# Template Agent

In [2]:
import helper_tools.parser as parser
import importlib
import pandas as pd

importlib.reload(parser)

relation_df, entity_df, docs = parser.synthie_parser("train")

Fetching 27 files:   0%|          | 0/27 [00:00<?, ?it/s]

100%|██████████| 10/10 [00:00<00:00, 6523.02it/s]


Uploading Entities to Qdrant.


100%|██████████| 46/46 [00:05<00:00,  7.81it/s]


Uploading Predicates to Qdrant.


100%|██████████| 29/29 [00:03<00:00,  9.08it/s]


In [3]:
from langchain_openai import ChatOpenAI
from langchain_ollama.embeddings import OllamaEmbeddings
from langfuse.callback import CallbackHandler
from dotenv import load_dotenv
import os

load_dotenv()
langfuse_handler = CallbackHandler(
    secret_key=os.getenv("LANGFUSE_SECRET_KEY"),
    public_key=os.getenv("LANGFUSE_PUBLIC_KEY"),
    host=os.getenv("LANGFUSE_HOST"),
)

> **Stored data**
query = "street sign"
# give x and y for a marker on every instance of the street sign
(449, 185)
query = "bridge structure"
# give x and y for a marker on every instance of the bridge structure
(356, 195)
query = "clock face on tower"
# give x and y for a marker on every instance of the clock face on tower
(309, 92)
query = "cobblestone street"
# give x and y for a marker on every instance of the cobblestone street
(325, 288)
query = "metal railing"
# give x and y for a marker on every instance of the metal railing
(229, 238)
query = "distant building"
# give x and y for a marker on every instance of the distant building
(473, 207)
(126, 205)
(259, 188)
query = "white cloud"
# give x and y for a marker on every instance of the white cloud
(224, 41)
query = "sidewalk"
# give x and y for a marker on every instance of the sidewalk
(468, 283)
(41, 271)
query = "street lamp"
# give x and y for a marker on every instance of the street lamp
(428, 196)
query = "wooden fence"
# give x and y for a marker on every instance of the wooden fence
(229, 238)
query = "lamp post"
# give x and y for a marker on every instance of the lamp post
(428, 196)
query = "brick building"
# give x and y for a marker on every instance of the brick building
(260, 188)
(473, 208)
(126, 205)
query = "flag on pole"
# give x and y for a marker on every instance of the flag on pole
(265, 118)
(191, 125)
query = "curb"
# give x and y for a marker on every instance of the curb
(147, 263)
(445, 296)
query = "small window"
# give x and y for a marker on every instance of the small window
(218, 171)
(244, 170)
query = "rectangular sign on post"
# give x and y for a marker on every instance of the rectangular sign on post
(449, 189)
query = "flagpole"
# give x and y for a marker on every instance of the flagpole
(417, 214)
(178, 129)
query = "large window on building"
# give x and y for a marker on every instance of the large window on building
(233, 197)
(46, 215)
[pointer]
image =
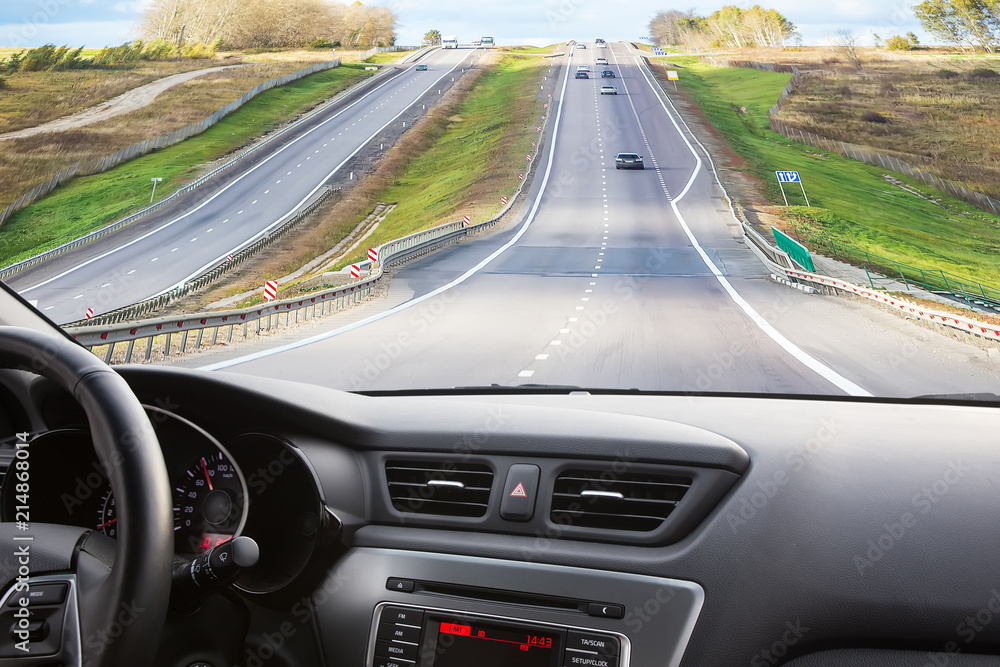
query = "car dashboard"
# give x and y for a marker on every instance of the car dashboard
(554, 528)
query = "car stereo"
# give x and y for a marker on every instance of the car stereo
(406, 636)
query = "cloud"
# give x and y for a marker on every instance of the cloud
(81, 33)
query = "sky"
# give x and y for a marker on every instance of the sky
(95, 23)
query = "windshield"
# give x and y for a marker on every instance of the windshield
(776, 200)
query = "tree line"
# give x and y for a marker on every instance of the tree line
(972, 24)
(729, 27)
(244, 24)
(50, 58)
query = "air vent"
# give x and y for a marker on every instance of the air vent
(439, 487)
(611, 501)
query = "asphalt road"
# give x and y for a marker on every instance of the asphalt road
(218, 219)
(616, 279)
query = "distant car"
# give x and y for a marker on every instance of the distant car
(628, 161)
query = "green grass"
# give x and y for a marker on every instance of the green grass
(533, 50)
(850, 201)
(476, 146)
(87, 203)
(386, 57)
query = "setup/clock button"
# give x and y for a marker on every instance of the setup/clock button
(580, 659)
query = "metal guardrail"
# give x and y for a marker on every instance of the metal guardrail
(103, 331)
(8, 271)
(772, 257)
(972, 327)
(99, 165)
(933, 280)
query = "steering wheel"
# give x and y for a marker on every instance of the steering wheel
(114, 596)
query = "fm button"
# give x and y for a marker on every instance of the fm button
(519, 493)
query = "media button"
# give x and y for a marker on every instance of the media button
(387, 649)
(392, 662)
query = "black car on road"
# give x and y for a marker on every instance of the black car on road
(628, 161)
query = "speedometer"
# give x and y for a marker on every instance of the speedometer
(209, 503)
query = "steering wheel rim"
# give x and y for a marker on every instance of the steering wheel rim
(122, 608)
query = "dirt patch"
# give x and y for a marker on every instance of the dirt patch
(353, 199)
(132, 100)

> **Tasks for this exercise**
a) In the Template Agent notebook, which parser function is called with the argument "train"?
b) Please rewrite the Template Agent notebook's text starting with "100%|██████████| 10/10 [00:00<00:00, 6523.02it/s]" and going on through "Predicates to Qdrant.", substituting "Weaviate" for "Qdrant".
The lines that come after the Template Agent notebook are separate material.

> **Responses to the tasks**
a) synthie_parser

b)
100%|██████████| 10/10 [00:00<00:00, 6523.02it/s]


Uploading Entities to Weaviate.


100%|██████████| 46/46 [00:05<00:00,  7.81it/s]


Uploading Predicates to Weaviate.